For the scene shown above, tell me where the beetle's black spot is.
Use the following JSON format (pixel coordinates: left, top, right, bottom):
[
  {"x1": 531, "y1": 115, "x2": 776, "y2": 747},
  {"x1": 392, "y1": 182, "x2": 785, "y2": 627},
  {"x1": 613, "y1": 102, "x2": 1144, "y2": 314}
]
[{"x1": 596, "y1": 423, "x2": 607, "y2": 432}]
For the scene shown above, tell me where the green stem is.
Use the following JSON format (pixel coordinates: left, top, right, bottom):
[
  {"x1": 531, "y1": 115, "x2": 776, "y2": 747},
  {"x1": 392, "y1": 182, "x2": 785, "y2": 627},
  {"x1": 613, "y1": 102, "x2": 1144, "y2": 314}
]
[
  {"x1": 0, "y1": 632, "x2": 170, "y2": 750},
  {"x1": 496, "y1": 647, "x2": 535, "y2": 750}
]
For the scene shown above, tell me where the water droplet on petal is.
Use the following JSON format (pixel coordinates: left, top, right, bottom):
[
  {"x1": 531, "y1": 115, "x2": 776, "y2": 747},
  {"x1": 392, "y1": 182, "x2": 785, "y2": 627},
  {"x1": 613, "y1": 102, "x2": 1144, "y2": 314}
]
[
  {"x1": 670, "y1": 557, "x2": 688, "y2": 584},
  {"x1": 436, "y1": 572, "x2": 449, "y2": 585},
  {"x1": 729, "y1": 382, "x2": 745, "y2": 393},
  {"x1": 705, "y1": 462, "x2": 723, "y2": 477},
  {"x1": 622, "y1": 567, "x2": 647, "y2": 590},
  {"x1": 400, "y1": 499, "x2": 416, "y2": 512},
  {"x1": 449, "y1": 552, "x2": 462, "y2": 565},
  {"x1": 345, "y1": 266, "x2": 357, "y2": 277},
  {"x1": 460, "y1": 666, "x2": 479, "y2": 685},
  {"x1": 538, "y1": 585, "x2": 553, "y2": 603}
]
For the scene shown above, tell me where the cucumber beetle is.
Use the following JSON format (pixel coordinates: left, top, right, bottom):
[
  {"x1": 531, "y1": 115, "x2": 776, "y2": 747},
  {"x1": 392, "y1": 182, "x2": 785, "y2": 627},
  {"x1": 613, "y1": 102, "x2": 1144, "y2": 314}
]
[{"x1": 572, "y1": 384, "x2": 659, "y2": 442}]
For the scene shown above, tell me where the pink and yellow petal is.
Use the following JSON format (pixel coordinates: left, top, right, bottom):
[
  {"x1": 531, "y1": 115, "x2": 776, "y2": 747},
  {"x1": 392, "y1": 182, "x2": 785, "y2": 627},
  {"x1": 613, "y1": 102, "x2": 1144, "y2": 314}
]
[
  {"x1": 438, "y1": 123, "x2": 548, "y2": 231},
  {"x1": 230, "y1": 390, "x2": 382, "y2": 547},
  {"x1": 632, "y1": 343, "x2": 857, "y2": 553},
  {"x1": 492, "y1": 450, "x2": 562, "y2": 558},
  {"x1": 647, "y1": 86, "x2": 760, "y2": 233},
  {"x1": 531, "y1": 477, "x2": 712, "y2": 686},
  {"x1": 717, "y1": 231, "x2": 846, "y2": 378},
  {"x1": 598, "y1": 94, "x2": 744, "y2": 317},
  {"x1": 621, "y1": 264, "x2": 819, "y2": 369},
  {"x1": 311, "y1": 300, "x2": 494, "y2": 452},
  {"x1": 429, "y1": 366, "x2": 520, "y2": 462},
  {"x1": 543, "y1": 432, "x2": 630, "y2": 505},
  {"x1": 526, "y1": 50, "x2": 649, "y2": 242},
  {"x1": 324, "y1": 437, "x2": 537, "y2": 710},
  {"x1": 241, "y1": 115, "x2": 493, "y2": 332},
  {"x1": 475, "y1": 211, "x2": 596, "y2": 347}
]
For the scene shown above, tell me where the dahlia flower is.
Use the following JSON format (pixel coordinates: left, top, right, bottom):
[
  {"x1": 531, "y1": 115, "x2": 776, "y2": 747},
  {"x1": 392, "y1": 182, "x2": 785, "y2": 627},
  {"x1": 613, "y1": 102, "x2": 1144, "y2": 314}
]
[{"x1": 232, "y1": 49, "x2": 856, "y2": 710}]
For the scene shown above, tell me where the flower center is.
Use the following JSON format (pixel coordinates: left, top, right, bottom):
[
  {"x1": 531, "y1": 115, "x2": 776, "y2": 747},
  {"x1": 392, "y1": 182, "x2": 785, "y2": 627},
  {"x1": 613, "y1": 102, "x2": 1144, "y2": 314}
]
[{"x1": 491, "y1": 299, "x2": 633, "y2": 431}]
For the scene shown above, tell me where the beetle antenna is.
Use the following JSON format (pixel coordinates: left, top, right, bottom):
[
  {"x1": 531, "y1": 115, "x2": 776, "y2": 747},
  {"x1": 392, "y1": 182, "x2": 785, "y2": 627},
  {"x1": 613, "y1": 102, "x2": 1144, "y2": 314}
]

= DIRECTIONS FOR THIS TASK =
Note each line of the material holding "beetle" and copy it out.

= WRITTEN RESPONSE =
For the scene shown above, tell me where the beetle's black spot is.
For the scene shown above, tell me where the cucumber beetle is.
For the scene shown above, tell me where the beetle antenna is.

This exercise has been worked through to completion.